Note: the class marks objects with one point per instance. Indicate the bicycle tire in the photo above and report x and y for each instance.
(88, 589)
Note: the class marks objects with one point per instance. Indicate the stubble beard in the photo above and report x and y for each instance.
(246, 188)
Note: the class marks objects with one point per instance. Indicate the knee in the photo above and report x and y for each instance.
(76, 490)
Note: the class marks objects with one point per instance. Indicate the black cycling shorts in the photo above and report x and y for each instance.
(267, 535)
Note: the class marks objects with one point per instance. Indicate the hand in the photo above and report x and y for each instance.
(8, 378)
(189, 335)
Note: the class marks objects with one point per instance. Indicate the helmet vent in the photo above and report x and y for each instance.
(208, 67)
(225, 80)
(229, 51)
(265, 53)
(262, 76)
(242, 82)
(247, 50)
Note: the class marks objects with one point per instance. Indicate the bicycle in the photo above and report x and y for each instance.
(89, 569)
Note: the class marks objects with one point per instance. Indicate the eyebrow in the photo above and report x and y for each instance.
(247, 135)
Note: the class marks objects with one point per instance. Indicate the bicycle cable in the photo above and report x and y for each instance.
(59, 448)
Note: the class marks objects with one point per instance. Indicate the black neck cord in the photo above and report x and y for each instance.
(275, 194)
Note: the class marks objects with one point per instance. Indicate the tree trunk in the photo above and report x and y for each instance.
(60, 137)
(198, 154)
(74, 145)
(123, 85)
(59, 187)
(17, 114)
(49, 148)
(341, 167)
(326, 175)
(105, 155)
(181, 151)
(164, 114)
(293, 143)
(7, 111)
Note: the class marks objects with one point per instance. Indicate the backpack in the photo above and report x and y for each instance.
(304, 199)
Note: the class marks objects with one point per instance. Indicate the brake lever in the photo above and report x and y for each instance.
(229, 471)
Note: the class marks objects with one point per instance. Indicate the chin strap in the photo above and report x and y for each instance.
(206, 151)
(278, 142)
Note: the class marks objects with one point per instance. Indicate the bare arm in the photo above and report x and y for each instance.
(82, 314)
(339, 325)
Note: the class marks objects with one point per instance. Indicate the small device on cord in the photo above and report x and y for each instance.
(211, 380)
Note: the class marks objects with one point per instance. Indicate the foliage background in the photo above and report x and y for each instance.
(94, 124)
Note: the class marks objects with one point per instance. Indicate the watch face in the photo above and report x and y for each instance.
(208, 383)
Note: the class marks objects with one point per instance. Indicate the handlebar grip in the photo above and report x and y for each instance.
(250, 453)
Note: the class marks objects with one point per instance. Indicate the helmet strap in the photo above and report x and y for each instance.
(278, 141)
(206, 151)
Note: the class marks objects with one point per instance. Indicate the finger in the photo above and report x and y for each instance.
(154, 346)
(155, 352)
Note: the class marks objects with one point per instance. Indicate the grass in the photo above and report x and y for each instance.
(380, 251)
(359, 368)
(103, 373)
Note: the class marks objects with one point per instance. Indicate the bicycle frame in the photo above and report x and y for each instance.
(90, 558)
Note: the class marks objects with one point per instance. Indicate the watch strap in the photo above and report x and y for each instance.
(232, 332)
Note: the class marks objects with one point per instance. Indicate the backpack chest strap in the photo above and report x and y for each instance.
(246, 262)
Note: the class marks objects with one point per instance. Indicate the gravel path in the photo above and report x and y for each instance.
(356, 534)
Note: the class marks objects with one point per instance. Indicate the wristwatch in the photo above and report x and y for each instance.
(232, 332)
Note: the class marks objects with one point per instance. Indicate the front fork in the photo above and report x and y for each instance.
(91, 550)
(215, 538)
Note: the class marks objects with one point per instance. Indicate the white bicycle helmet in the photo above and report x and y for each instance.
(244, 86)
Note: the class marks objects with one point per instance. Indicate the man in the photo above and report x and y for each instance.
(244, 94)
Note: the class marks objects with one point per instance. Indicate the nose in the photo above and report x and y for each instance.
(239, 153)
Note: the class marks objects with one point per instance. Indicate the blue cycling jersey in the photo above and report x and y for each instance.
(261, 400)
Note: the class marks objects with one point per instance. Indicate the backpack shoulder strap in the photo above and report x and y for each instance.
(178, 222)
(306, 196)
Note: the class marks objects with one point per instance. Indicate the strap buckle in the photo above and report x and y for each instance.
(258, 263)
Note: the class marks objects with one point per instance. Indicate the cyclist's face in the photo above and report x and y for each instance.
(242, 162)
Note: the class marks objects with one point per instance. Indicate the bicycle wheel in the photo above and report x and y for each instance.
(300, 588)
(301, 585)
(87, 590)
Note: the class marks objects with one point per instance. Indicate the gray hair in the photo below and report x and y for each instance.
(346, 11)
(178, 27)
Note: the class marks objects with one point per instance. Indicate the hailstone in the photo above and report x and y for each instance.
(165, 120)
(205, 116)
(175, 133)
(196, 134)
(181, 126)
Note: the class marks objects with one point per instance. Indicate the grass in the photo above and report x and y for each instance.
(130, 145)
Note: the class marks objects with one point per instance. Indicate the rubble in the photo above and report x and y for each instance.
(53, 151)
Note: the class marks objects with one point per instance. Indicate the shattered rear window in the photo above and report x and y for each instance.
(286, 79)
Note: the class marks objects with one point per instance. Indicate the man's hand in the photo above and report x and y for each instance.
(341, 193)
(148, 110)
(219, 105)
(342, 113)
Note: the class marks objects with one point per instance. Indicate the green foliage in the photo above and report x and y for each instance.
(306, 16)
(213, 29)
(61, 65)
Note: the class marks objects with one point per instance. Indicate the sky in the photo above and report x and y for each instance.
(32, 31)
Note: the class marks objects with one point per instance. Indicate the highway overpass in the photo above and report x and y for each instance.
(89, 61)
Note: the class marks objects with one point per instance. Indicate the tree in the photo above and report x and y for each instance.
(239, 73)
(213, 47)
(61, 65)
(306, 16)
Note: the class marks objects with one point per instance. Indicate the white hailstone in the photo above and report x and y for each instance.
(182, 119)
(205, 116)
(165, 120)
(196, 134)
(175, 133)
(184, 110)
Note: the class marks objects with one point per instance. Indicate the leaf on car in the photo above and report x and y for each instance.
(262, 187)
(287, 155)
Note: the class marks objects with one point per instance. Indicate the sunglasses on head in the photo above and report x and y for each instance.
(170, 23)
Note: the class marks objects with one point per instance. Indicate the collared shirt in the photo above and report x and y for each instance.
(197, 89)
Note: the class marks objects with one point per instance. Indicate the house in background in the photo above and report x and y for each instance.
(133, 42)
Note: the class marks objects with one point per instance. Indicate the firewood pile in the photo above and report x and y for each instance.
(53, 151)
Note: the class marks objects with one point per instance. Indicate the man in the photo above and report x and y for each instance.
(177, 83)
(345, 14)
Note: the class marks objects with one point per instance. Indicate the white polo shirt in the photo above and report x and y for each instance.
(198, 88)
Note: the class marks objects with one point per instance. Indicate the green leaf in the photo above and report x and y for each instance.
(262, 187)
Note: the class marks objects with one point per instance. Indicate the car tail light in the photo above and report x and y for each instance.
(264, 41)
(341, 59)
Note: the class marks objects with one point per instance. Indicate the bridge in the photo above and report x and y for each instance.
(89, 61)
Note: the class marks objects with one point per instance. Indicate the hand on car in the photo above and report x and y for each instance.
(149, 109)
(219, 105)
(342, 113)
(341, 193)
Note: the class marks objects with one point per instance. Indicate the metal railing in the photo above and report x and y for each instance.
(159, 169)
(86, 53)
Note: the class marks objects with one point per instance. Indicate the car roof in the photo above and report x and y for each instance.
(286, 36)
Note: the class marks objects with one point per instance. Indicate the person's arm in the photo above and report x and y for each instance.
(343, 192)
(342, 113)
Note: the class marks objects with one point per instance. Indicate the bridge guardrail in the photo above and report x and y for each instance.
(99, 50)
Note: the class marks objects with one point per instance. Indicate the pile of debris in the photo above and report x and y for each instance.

#### [EXERCISE]
Update the entries from the line that contains "Indicate the person's" through the end of the entries, both included, by swapping "Indicate" for "Point to" and leaving everything else as it is. Give back only those lines.

#### [RESPONSE]
Note: the class marks objects with one point per instance. Point to the person's arm in the photo above and report x and y for each instance.
(343, 192)
(342, 113)
Note: the class marks objects with one point per instance. Point to the bridge guardrail in the photo above and report x and y for each instance.
(99, 50)
Note: the class marks objects with one point per instance. Point to the pile of debris in the photo above and report x and y for each instance.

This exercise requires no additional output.